Photo-based referring expression data
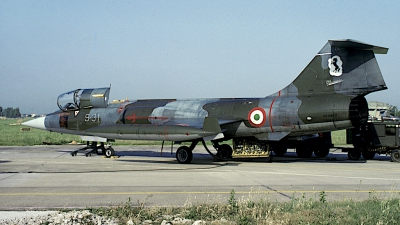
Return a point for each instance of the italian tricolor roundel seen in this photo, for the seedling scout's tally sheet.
(257, 117)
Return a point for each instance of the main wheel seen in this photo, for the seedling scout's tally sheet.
(304, 152)
(225, 151)
(184, 155)
(395, 155)
(367, 155)
(109, 152)
(279, 150)
(321, 152)
(354, 154)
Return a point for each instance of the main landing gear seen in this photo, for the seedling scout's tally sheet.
(94, 148)
(184, 154)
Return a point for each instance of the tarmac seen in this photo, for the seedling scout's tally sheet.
(49, 178)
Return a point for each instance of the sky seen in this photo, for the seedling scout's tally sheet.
(179, 49)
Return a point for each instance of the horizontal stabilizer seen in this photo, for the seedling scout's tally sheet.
(349, 43)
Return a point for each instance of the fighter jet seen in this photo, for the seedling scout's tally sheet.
(329, 94)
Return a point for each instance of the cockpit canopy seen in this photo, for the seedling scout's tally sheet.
(83, 99)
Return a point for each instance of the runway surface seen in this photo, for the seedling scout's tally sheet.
(48, 177)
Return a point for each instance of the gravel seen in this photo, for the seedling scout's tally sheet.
(51, 217)
(81, 218)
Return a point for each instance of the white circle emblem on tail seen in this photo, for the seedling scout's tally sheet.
(257, 117)
(335, 66)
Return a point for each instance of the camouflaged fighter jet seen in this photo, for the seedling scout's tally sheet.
(327, 95)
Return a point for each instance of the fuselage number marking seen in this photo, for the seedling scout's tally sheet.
(92, 117)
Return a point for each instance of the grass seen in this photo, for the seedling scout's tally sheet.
(302, 210)
(10, 135)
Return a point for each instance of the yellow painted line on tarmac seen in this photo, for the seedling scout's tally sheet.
(192, 192)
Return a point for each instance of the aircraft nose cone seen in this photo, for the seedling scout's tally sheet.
(36, 123)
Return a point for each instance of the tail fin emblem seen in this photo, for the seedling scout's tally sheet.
(335, 66)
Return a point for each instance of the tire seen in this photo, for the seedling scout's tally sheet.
(109, 152)
(304, 152)
(395, 155)
(321, 152)
(368, 155)
(279, 150)
(184, 155)
(354, 154)
(225, 151)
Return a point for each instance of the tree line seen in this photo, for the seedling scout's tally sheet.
(10, 112)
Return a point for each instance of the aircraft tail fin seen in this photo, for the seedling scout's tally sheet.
(345, 67)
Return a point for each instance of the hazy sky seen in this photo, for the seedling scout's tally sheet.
(179, 49)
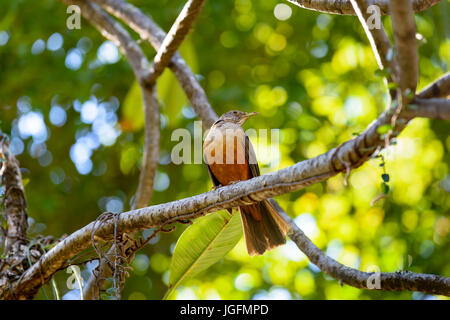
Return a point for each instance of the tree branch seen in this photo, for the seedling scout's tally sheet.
(344, 7)
(351, 154)
(176, 35)
(379, 41)
(150, 31)
(434, 108)
(15, 204)
(404, 27)
(113, 31)
(402, 280)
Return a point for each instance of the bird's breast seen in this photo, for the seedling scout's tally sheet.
(224, 152)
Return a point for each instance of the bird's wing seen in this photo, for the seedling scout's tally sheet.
(250, 157)
(213, 177)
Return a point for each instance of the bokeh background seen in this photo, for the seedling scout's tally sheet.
(70, 102)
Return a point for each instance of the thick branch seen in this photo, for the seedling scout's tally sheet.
(174, 38)
(404, 27)
(348, 155)
(344, 7)
(15, 205)
(150, 31)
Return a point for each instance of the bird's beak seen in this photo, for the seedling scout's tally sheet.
(249, 115)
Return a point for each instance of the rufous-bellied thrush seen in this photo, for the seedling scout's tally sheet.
(230, 158)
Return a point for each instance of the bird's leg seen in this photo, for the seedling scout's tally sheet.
(218, 186)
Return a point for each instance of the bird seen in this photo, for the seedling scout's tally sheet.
(230, 158)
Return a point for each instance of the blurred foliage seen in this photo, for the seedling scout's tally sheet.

◆ **Directions**
Return exactly the lines in the records above, beginning with the one that holds "Return a point for each instance of the bird's beak" and ending with the last.

◆ **Exercise answer**
Return a point for each instance of the bird's beak seen in this photo, for the seedling scout's tally sheet.
(249, 115)
Return a point for each instance of the rufous-bellied thrush seen in this photo, for the seedling scout's tally sheet.
(230, 158)
Return a point for each instance of the bird's leg seen in this photo, for the seedling scout's tally sheet.
(218, 186)
Return a point for each instance of the bird seen in this photo, for the seedling scout's tally sheet.
(230, 158)
Return a point for each instance of the blurred foliage seen in this photo, for the seedling scout's tally sheet.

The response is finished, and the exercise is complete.